EXERCISE BRIEF
The records are to be copied exactly and in full.

─── RECORD EXCERPTS

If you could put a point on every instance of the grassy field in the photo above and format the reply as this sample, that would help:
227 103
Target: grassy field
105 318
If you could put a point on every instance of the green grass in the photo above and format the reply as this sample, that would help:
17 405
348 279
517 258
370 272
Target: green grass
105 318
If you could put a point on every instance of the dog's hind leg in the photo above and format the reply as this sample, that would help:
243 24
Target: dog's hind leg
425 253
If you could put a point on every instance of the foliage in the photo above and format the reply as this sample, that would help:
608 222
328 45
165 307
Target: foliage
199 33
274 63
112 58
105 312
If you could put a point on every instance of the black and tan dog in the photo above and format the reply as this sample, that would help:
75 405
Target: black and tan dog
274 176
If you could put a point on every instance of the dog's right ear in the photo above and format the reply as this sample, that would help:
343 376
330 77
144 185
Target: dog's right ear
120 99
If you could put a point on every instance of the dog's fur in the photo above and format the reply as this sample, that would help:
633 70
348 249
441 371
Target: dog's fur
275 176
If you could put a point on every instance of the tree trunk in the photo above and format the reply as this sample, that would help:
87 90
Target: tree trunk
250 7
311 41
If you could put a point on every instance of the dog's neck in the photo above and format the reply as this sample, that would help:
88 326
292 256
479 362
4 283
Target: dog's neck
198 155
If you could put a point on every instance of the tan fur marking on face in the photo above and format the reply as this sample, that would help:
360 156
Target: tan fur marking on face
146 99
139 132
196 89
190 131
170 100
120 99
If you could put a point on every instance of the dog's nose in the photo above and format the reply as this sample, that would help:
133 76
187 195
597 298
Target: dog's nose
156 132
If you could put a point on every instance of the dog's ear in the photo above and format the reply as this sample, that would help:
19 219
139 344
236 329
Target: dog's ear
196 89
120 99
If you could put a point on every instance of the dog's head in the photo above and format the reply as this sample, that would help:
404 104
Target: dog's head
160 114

──────

TASK OUTPUT
If you could put a point on every instance of the grassy field in the photo above and format the reply as this sample, that would help:
227 103
Target: grassy field
105 318
If you could put a point on every instance of the green grass in the photo above and format the reply as this sample, that would help:
17 405
348 279
517 258
370 272
Target: green grass
105 318
If you could put a point on every instance of the dog's hind leg in the photo above and format the reply as this sample, that would help:
243 24
Target: dog's hind leg
425 253
If you could put a point on every instance of the foliage in the photo above and format the reply as this sample, that would help:
608 222
328 45
165 307
Target: foliage
199 33
274 63
112 58
105 312
If you could put a point on every instance of the black and tan dog in the photo above and format the reply as this sample, that would help:
75 405
Target: black and tan dog
274 176
If you could put a point on every instance of the dog's right ear in the photo above and format the reply as this sample, that would help:
343 376
330 77
144 185
Target: dog's right ear
120 99
If you could put a point on every instance of the dog's fur in the photo above and format the reply as this sample, that would help:
633 70
348 249
441 371
Target: dog's fur
275 176
If you could put a point on every instance of the tree trunk in the photo above and format the reply as this sample, that would help:
87 90
Target: tree trunk
250 7
311 41
If you could put a point on every instance of the dog's neck in the photo above and format the reply as this sample, that would help:
88 326
292 256
479 362
4 283
Target: dog's neck
198 155
If you could put a point on every instance of the tan fur marking on face in the photo above and format the reply as this sample, that would help:
360 156
Target: tan fur marking on face
146 99
139 132
196 89
190 131
170 100
120 99
If you could put a point on every instance of the dog's nose in the photo above and format the reply as this sample, that would help:
133 76
187 195
597 298
Target: dog's nose
156 132
If you could put a point on every instance of the dog's ear in the photo above and format the reply as this sample, that would help:
19 219
139 344
236 329
Target: dog's ear
196 89
120 99
If you could put a point on every instance of the dog's head in the photo above and format the reply as this sample, that would help:
404 104
Target: dog's head
160 114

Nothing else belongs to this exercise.